Write out the listing beneath this instruction in its entirety, exactly as it reads.

[RECORD EXCERPTS start]

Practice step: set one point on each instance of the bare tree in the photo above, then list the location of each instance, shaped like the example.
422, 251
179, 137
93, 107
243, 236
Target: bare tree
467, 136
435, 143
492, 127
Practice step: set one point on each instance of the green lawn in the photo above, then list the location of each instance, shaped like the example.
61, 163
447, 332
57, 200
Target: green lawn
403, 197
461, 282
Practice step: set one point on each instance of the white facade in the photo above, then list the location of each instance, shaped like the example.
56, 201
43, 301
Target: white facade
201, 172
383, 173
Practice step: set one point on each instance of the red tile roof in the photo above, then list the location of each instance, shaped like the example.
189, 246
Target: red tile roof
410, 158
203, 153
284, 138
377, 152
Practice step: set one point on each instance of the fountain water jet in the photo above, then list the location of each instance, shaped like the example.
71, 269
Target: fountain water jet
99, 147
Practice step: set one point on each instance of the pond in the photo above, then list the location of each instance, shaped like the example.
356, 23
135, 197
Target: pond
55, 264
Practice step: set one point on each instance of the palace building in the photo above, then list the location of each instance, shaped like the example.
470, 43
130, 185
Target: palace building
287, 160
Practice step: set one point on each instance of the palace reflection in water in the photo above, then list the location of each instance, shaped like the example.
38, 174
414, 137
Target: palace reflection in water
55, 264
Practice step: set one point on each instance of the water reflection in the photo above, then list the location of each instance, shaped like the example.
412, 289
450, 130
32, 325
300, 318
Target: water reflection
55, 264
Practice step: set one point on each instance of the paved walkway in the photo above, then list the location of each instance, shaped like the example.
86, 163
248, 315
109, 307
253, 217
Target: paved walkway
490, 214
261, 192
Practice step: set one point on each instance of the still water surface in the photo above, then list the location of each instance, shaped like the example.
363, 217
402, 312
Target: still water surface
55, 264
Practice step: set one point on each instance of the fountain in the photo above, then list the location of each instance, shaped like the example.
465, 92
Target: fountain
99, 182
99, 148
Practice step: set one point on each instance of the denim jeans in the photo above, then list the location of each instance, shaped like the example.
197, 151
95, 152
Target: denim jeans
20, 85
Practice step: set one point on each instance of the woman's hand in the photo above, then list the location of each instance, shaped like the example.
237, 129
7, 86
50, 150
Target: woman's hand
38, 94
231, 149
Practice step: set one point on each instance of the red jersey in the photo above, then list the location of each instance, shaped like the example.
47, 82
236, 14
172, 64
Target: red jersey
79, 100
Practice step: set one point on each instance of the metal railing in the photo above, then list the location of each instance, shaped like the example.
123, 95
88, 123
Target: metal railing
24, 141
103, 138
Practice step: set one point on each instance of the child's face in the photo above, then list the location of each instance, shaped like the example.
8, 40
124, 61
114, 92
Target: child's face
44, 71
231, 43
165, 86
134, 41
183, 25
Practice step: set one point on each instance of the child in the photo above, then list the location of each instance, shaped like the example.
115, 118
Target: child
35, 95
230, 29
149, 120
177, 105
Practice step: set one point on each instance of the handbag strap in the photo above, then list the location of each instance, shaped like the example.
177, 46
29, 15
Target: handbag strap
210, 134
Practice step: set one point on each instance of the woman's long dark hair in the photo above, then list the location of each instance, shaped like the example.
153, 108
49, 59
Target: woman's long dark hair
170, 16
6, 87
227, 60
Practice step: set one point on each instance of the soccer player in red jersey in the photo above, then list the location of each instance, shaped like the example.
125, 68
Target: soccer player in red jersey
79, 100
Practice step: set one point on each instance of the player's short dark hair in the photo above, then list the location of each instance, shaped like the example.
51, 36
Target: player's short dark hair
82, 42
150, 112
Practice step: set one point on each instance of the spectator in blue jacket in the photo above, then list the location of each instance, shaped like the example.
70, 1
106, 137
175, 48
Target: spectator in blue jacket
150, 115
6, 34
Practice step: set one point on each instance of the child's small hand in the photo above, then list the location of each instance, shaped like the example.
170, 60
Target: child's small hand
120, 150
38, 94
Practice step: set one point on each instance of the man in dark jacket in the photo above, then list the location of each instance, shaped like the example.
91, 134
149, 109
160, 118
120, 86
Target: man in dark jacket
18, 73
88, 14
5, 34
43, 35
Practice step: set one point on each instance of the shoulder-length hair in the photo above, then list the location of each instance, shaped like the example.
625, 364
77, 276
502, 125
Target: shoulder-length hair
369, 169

[RECORD EXCERPTS end]

◆ EXPECTED OUTPUT ◆
Practice step: set one point on each instance of the bare tree in the photo above, then list the location of each instance, shaped like the example.
422, 251
179, 137
93, 107
243, 236
Target: bare tree
467, 136
435, 143
492, 127
Practice step: set one point on each instance of the green lawn in the photo above, then list the location of each instance, shaped like the example.
61, 163
447, 332
57, 200
Target: green lawn
403, 197
461, 282
Practice step: set one point on each instance of the white facade in the photo above, then list the location of each instance, shaped like the example.
56, 201
43, 301
Target: white facade
201, 172
383, 173
Practice step: set one point on each instance of the red tile roof in the photo above, then list the location of each instance, shaped like the example.
189, 246
Target: red tile roof
410, 158
203, 153
284, 138
377, 152
Practice step: set one point on each instance of the fountain water jet in the photo above, then list the location of each instance, shaped like the example.
71, 269
Target: fountain water jet
99, 147
Practice step: set one point on each instance of the pond in the photo above, then list the location of each instance, shaped like the example.
356, 23
135, 197
Target: pond
55, 264
Practice step: set one point on each instance of the palace building in the photo above, then list the location of each instance, shaped like the example.
470, 43
130, 185
Target: palace building
287, 160
Practice step: set one point on each instance of the palace reflection in water in the photo above, then list the location of each instance, shaped like the example.
38, 174
414, 137
Target: palace reflection in water
55, 264
Practice step: set one point on each instance of the water reflection in the photo above, then list the location of each instance, shaped like the example.
412, 289
450, 130
32, 325
300, 318
Target: water reflection
55, 264
Practice step: set one point on each instance of the paved walkway in the photo above, then list the location of each instance, shaped like the example.
86, 163
248, 315
109, 307
253, 217
Target: paved walkway
490, 214
261, 192
Practice step: set one point on each instance of the still water surface in the photo above, then list the location of each instance, shaped like the example.
363, 217
402, 312
Target: still water surface
55, 264
Practice step: set one point on each instance of the fountain in the photo above, then list the location of each instance, shaped like the example.
465, 92
Target: fountain
99, 182
99, 148
Practice step: set one point on each instance of the denim jeans in the photo above, then list the location of each instance, shaped like the example.
197, 151
95, 152
Target: denim jeans
20, 85
Practice step: set one point on each instance of the woman's hand in the photo above, then list the location of each instance, shaped like the example.
237, 129
7, 86
50, 150
Target: woman's hand
38, 94
231, 149
Practice step: set one point on each instance of the red jersey in the photo above, then list the location of each instance, shaped like the example.
47, 82
236, 14
172, 64
Target: red jersey
79, 100
Practice step: set one point on each instance of the metal railing in the photo above, then list the location of each instance, shaped like the example.
123, 95
88, 123
Target: metal railing
24, 141
103, 138
Practice step: set one point on each instance of the child's face in the photo above, then list the location of each instance, shaped like the example.
8, 40
124, 61
114, 92
Target: child's face
44, 71
231, 43
165, 86
134, 41
183, 25
Practice step: set one point on each instance of the child in the photo above, then list the location of each instance, shaped like the example.
115, 118
Target: child
35, 95
230, 29
149, 120
177, 105
Practice step: set one point on each instance of the handbag strap in the photo above, then list the location of each instance, shaped like the example.
177, 46
29, 15
Target: handbag strap
210, 134
Practice step: set one point on each instance of the woman's long dark hair in the photo above, then list the location of each instance, shaped like the example.
153, 108
49, 59
Target: woman's long dark hair
170, 16
6, 87
227, 60
Practice step: set one point on each instance of the soccer player in red jersey in the photo above, then list the location of each instance, shaped like the example.
125, 68
Target: soccer player in red jersey
79, 100
Practice step: set one point on each instance of the player's short dark hair in the photo above, then list the location of each instance, shaped like the example.
51, 36
Target: player's short dark hair
82, 42
150, 112
Practice step: set one point on each instance of the spectator in blue jacket in the photo above, then list the location of each instance, shaped like the example.
70, 1
106, 137
175, 48
Target: spectator in blue jacket
150, 115
6, 34
Practice step: set one point on each instance of the child's small hand in the photo above, then list the location of each instance, shaped like the example.
170, 60
Target: child's small hand
120, 150
38, 94
Practice step: set one point on each instance of the man in dark jacket in the photo above, then list the location of each instance, shaped like the example.
91, 134
149, 109
160, 118
120, 86
Target: man in dark jacket
18, 73
88, 14
5, 34
43, 35
Practice step: set one point on each instance of the shoulder-length hair in the photo above, then list the location of each instance, shaped like the example.
625, 364
77, 276
502, 125
Target: shoulder-length hair
369, 169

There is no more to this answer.